ABOUT THIS TASK. In the records below, find the line containing "Field inspection note: the tree trunk", then reproduce that line and every one after it to the end, exactly and alone.
══ EXCERPTED RECORDS
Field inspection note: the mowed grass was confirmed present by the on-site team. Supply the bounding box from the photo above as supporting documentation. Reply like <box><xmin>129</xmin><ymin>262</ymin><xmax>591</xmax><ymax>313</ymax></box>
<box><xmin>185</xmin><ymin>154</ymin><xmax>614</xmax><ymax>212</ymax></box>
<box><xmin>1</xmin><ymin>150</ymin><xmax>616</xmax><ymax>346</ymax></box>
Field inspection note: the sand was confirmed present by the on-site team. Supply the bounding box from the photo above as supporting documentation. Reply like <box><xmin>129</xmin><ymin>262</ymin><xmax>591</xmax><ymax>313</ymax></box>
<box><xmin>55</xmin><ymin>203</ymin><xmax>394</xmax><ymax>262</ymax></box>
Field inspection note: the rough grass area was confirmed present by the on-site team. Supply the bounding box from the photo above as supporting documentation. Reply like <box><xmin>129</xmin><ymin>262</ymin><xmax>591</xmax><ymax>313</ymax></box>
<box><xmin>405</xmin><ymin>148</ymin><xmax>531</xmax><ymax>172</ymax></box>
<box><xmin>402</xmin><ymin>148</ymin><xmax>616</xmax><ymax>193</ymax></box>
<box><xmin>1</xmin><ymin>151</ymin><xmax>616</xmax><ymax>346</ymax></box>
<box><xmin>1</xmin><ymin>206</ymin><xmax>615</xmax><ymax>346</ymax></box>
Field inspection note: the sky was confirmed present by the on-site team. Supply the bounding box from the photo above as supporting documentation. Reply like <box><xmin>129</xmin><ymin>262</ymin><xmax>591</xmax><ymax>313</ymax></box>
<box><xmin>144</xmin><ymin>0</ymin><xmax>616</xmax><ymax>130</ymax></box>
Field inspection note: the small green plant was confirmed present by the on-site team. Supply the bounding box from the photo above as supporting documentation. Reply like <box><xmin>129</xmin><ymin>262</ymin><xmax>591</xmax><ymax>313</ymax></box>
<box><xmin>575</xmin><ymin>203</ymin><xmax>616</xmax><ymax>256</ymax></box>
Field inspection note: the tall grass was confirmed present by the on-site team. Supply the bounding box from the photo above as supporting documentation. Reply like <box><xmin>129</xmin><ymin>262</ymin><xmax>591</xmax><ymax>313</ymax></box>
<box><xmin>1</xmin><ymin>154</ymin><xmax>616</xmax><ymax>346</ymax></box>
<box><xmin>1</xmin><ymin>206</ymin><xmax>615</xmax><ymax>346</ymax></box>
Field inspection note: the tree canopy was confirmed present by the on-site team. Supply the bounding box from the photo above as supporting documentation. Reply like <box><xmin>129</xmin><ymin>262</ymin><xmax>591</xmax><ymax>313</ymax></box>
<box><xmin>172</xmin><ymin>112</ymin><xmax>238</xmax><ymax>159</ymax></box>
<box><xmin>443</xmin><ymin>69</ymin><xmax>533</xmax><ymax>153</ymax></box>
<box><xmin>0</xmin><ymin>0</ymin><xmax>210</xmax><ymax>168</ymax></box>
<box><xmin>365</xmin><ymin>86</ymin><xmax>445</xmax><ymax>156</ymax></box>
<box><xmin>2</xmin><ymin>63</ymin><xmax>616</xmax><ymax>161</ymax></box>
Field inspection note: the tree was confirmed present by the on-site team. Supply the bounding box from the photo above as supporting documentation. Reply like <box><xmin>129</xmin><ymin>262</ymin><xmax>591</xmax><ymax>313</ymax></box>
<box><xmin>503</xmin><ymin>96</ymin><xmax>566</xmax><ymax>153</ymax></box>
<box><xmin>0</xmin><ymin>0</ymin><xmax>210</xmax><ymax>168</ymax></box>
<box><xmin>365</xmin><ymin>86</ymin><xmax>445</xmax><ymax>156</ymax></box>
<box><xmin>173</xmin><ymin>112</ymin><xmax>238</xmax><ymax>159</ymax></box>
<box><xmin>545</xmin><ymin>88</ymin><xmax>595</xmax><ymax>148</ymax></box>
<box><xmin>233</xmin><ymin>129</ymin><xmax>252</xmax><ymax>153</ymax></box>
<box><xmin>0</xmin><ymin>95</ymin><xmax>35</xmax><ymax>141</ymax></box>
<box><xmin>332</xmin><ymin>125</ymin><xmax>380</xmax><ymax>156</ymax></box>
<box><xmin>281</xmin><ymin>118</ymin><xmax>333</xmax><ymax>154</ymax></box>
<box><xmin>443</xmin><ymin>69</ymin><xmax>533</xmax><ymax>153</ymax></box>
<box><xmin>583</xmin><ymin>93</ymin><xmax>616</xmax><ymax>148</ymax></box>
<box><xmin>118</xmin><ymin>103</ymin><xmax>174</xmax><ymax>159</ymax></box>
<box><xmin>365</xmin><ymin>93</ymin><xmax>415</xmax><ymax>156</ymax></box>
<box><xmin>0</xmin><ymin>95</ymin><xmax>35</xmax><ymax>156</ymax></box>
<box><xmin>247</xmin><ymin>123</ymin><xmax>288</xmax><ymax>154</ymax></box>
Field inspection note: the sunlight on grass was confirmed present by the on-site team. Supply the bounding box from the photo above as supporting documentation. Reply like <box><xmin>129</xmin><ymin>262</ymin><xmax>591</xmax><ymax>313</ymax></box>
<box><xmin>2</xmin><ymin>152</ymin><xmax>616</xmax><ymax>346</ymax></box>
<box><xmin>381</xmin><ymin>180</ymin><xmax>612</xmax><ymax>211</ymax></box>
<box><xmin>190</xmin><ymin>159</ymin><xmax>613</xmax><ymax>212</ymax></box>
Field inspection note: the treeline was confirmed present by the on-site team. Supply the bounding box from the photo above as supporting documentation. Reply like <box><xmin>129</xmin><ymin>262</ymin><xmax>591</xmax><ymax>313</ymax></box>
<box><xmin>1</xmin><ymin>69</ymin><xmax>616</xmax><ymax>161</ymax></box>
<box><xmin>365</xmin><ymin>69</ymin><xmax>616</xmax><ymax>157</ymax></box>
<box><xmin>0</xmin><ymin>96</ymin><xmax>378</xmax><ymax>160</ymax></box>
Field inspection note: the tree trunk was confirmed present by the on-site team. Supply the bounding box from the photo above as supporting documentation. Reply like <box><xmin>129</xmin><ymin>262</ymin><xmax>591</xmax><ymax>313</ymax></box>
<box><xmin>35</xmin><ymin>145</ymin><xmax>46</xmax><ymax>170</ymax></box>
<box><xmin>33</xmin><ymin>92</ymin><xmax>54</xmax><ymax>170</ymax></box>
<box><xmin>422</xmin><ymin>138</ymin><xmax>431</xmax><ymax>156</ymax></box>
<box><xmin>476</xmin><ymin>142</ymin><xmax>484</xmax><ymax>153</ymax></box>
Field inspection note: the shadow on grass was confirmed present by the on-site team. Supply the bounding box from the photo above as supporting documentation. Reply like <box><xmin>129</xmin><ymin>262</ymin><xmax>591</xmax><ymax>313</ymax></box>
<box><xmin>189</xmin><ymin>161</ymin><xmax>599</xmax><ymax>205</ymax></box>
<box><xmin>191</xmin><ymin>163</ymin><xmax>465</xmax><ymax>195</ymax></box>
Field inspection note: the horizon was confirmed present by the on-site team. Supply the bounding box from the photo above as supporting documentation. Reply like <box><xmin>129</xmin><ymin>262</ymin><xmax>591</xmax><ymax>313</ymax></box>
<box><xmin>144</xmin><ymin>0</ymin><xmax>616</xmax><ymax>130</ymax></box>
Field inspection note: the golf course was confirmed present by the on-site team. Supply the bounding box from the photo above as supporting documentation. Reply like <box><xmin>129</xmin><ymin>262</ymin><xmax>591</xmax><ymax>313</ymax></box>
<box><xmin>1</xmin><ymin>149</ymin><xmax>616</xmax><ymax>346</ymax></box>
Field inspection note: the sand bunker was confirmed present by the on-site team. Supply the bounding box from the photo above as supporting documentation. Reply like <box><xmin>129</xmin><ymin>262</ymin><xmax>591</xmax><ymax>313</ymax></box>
════
RESPONSE AREA.
Field inspection note: the tree trunk was confirmed present by the on-site team. Supply the bounding box from the photo above as supporting documentation. Reply like <box><xmin>129</xmin><ymin>262</ymin><xmax>591</xmax><ymax>313</ymax></box>
<box><xmin>35</xmin><ymin>145</ymin><xmax>46</xmax><ymax>170</ymax></box>
<box><xmin>33</xmin><ymin>92</ymin><xmax>54</xmax><ymax>170</ymax></box>
<box><xmin>422</xmin><ymin>138</ymin><xmax>431</xmax><ymax>156</ymax></box>
<box><xmin>476</xmin><ymin>142</ymin><xmax>484</xmax><ymax>153</ymax></box>
Field inspection note: the shadow on grass was confirmed present by the on-site team. Supply the bounding box from the photo above as supporting documentation. Reply like <box><xmin>129</xmin><ymin>262</ymin><xmax>591</xmax><ymax>313</ymax></box>
<box><xmin>189</xmin><ymin>161</ymin><xmax>599</xmax><ymax>205</ymax></box>
<box><xmin>191</xmin><ymin>163</ymin><xmax>465</xmax><ymax>195</ymax></box>
Field inspection note: the horizon was confirmed present by the on-site team. Supply the bounding box from the photo above as supporting documentation. Reply like <box><xmin>129</xmin><ymin>262</ymin><xmax>591</xmax><ymax>313</ymax></box>
<box><xmin>144</xmin><ymin>0</ymin><xmax>616</xmax><ymax>130</ymax></box>
Field inspection note: the golf course was confirmed present by the on-site team. Supply the bounding box from the photo above as supporting documentation. Reply like <box><xmin>129</xmin><ymin>262</ymin><xmax>591</xmax><ymax>313</ymax></box>
<box><xmin>1</xmin><ymin>149</ymin><xmax>616</xmax><ymax>346</ymax></box>
Field inspection note: the sand bunker was confirmed present by the on-site team. Supply the bounding box from the photo above as supporting documentation. Reply like <box><xmin>129</xmin><ymin>262</ymin><xmax>591</xmax><ymax>313</ymax></box>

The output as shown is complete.